## Passage fourni
J'ose espérer que, grâce à cette motion, le Conseil d'Etat prendra conscience que les rapports d'audit doivent être communiqués, comme la loi l'indique, aux commissions concernées.

M. Pierre Kunz (R), rapporteur ad interim. J'aimerais apporter mon commentaire sur la base de ce rapport parce qu'en fait les personnes qui se sont exprimées jusqu'à présent ont été, comment dire, extrêmement souples dans leurs propos, et je crois qu'il faut préciser certaines choses.

Le rapport 576, qui a été rédigé par la commission, concerne vraiment une affaire. Il faut bien comprendre que c'est une affaire: celle de l'office cantonal du logement, qui constitue un exemple quasiment caricatural de l'accumulation de presque toutes les faiblesses, toutes les dérives et toutes les incohérences politiques et administratives actuellement possibles dans les services publics du canton.

Je commence par la mise en place, par feu le DAEL avec l'assentiment du Conseil d'Etat, de structures de direction aussi coûteuses et pléthoriques qu'inefficaces, avec une direction générale de l'OCL pourtant insuffisamment compétente et sans leadership, avec une absence de volonté managériale au niveau du Conseil d'Etat. Je pense au renoncement de celui-ci à assumer ses responsabilités de patron qui normalement devrait trancher, à son recours à des pseudo-experts insuffisamment qualifiés en matière de gestion, de ressources humaines en tout cas. Puis il y a eu l'audit alibi - parce qu'il faut bien l'appeler comme cela - type mur des lamentations, commandé inutilement par le Conseil d'Etat et de manière, comme cela a été rappelé, illégale. De plus, il était trop coûteux par rapport au résultat. Enfin, le Grand Conseil n'a pas été informé. Au bout de compte, le personnel était démotivé, perturbé et absent. Tout cela s'est terminé par des placards dorés pour certains et des ruptures de carrière douloureuses pour certains autres.

Toute cette affaire constitue d'abord un gâchis humain monumental, c'est son aspect le plus inacceptable. Il révèle l'une des faiblesses majeures des gouvernements genevois de ces dernières législatures, à savoir le recours alibi trop fréquent à des experts ou des pseudo-experts, qui masque l'insuffisance de volontarisme et de courage politique. Et puis, cette affaire met aussi en lumière les conséquences que je qualifie personnellement de désastreuses dans certains cas de l'actuel statut des employés de l'Etat. Elle met en lumière l'absence de toute politique sérieuse en matière de gestion des ressources humaines et les insuffisances du système de promotion des cadres de l'administration publique.

## Consigne A
D'après le passage fourni, quel service du canton est au cœur de l'affaire traitée par le rapport 576 ?

## Liste fournie

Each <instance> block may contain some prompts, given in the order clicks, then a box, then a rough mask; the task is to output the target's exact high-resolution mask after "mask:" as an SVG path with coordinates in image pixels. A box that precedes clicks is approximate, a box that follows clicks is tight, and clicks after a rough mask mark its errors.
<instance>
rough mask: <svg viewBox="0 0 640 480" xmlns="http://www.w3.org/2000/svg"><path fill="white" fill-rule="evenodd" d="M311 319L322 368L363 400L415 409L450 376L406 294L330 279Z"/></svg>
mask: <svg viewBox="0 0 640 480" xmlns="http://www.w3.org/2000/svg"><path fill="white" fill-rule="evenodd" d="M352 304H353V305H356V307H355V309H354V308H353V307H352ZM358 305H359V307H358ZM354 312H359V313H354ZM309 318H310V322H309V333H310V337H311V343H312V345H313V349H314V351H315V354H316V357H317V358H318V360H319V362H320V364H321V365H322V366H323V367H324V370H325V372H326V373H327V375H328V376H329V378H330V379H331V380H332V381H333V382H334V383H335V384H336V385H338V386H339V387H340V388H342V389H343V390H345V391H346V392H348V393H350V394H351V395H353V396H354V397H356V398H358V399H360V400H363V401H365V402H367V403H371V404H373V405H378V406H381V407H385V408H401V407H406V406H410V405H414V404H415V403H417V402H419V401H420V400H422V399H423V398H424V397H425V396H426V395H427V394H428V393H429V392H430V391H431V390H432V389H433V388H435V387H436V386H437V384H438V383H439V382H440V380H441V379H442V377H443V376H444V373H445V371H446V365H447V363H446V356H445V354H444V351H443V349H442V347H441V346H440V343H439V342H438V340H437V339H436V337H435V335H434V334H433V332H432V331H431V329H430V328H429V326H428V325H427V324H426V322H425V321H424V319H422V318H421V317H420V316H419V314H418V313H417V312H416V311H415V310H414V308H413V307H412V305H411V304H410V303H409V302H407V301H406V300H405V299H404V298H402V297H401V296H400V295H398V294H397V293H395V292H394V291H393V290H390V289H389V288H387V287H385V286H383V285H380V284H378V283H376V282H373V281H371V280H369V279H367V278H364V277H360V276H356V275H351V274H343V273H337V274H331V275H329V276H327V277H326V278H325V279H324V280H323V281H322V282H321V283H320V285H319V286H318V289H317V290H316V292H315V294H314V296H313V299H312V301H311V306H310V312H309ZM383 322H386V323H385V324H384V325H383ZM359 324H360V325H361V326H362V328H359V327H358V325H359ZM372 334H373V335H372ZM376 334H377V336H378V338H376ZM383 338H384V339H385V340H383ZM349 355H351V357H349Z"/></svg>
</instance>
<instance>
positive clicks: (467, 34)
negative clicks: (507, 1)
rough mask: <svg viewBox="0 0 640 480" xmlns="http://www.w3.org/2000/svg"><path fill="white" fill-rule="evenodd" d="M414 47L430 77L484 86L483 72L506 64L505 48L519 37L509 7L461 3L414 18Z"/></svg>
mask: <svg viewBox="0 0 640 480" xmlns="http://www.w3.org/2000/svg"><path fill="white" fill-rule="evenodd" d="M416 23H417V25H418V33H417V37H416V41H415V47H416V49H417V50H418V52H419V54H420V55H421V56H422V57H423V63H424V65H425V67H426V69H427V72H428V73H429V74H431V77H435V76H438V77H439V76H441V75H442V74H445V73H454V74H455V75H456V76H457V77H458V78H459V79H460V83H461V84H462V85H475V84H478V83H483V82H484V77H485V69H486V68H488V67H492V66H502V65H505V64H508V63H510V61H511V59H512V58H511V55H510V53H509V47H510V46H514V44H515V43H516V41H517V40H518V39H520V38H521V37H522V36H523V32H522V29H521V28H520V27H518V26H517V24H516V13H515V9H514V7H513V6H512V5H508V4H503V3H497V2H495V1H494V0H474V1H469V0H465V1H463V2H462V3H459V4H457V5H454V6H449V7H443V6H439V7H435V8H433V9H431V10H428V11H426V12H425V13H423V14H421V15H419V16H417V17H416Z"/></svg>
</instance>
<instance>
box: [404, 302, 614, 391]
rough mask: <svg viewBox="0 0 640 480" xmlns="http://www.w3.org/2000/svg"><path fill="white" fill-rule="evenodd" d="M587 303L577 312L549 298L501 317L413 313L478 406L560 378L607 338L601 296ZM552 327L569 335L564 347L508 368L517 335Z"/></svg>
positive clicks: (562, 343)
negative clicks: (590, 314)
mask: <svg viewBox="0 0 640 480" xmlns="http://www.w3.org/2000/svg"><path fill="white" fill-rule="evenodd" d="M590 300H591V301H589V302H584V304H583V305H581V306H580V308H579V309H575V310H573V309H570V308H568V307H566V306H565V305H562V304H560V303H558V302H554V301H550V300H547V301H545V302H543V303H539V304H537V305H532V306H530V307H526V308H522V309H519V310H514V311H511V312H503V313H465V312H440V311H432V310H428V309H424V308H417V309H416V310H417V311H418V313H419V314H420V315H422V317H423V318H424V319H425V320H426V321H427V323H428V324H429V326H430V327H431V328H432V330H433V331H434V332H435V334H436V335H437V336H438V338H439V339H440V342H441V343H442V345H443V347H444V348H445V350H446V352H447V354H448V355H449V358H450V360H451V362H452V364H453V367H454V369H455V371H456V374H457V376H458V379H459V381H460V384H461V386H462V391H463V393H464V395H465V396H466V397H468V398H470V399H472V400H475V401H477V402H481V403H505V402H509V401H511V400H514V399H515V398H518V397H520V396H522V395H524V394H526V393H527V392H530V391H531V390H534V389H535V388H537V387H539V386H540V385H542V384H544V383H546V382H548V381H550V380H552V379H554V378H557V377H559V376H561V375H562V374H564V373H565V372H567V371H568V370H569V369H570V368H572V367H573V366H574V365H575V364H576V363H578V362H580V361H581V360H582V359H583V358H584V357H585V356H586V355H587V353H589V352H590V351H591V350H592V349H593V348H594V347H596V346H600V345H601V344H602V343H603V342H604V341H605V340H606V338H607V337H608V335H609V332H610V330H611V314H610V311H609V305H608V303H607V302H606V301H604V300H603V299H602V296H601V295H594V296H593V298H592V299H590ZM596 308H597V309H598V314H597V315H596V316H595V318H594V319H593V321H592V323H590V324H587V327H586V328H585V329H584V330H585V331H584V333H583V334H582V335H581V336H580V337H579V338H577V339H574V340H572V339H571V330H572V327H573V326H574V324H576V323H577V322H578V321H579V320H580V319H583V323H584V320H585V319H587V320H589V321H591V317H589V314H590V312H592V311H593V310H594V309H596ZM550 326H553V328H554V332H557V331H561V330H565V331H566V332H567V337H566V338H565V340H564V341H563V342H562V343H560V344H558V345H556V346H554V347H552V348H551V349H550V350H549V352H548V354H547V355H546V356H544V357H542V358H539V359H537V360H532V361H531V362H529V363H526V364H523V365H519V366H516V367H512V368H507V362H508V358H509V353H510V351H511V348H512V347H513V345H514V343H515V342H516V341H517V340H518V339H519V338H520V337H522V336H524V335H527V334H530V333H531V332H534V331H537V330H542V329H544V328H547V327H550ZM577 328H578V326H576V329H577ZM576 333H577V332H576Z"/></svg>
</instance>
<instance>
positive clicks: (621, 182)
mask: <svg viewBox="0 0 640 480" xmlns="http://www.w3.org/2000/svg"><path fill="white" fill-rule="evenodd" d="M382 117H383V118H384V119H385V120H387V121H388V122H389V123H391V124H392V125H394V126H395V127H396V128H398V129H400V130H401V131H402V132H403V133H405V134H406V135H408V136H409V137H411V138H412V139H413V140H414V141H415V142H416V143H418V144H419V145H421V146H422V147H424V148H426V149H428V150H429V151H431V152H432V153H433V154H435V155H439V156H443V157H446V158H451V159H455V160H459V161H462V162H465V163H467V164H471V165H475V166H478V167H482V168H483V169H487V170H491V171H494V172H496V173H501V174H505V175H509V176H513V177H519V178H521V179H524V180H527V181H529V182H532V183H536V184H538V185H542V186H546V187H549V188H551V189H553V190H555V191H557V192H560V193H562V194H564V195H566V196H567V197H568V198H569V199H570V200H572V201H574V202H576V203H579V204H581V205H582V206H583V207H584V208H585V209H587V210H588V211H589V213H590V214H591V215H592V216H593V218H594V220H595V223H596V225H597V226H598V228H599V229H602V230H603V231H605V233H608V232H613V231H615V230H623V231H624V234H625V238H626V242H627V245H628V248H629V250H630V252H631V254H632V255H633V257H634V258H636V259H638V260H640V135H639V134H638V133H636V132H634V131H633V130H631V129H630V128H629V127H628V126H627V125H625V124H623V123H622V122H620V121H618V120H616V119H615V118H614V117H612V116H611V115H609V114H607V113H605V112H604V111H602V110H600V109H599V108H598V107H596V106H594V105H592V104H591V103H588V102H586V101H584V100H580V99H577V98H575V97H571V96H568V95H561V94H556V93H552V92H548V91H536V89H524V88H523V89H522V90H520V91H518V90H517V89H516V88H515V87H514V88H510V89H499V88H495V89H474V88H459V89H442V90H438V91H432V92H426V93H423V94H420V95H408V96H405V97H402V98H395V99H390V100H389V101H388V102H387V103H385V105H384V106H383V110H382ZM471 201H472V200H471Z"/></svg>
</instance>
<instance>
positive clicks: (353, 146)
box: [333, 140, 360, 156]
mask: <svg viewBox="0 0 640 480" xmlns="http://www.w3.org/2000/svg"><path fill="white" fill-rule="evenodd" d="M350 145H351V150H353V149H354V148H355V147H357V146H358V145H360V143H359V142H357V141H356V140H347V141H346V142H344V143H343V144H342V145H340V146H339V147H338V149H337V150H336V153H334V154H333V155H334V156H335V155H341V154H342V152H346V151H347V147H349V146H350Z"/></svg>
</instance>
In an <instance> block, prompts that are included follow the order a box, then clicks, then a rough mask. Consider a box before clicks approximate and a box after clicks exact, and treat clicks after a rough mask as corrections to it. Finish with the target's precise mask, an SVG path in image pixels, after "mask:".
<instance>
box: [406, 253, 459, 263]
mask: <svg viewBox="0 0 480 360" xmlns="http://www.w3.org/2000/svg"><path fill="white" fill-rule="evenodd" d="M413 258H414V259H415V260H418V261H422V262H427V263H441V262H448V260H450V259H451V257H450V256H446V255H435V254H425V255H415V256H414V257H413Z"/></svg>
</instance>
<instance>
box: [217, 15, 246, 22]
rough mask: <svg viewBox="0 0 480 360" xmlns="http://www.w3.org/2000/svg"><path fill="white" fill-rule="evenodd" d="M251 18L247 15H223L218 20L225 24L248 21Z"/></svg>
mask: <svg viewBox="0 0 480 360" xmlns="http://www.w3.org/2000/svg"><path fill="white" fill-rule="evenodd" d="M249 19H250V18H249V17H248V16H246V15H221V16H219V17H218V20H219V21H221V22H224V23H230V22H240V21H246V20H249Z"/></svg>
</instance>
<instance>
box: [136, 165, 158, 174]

## Consigne B
Dans la liste, recopiez les lignes allant du début jusqu'à la ligne contenant « 319L322 368L363 400L415 » incluse, en substituant « approximate mask » à « rough mask » et sans rien changer d'autre.

## Solution A
L'office cantonal du logement.

## Solution B
Each <instance> block may contain some prompts, given in the order clicks, then a box, then a approximate mask; the task is to output the target's exact high-resolution mask after "mask:" as an SVG path with coordinates in image pixels. A box that precedes clicks is approximate, a box that follows clicks is tight, and clicks after a approximate mask mark its errors.
<instance>
approximate mask: <svg viewBox="0 0 640 480" xmlns="http://www.w3.org/2000/svg"><path fill="white" fill-rule="evenodd" d="M311 319L322 368L363 400L415 409L450 376L406 294L330 279Z"/></svg>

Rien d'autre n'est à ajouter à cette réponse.